>> Start
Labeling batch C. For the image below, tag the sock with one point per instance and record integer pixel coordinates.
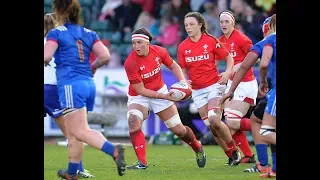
(262, 153)
(191, 140)
(232, 146)
(228, 153)
(108, 148)
(139, 144)
(274, 159)
(72, 168)
(274, 162)
(245, 124)
(80, 168)
(241, 140)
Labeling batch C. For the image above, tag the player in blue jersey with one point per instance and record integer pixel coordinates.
(257, 115)
(268, 66)
(51, 98)
(71, 45)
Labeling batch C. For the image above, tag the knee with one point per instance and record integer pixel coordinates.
(233, 124)
(255, 119)
(180, 130)
(77, 135)
(175, 125)
(233, 118)
(135, 118)
(214, 117)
>> End
● Goal of the exercise
Put every line of the records above into a Markdown table with two columns, Row and Line, where Row holds the row number and Line holds the text of that line. Leave out blank lines and the pictures.

● Solution for this problem
| Row | Line |
|---|---|
| 1 | Labeling batch C. For the image below, tag the sock with one point per instance and record integer pixel coordinates. |
| 2 | (262, 153) |
| 3 | (191, 140) |
| 4 | (232, 146) |
| 5 | (228, 153) |
| 6 | (108, 148) |
| 7 | (139, 144) |
| 8 | (274, 159) |
| 9 | (72, 168) |
| 10 | (274, 162) |
| 11 | (245, 124) |
| 12 | (80, 168) |
| 13 | (241, 140) |
| 14 | Labeling batch C. For the image above, tag the player in blue jersey with one point per instance and record integer pixel coordinates. |
| 15 | (257, 115) |
| 16 | (268, 66) |
| 17 | (51, 98) |
| 18 | (71, 45) |
| 19 | Labeling batch C. For the image above, tag the knee with one point per instance and record integer pixel coordinates. |
| 20 | (233, 124) |
| 21 | (255, 119) |
| 22 | (180, 130) |
| 23 | (77, 135) |
| 24 | (175, 125) |
| 25 | (233, 118) |
| 26 | (135, 118) |
| 27 | (214, 117) |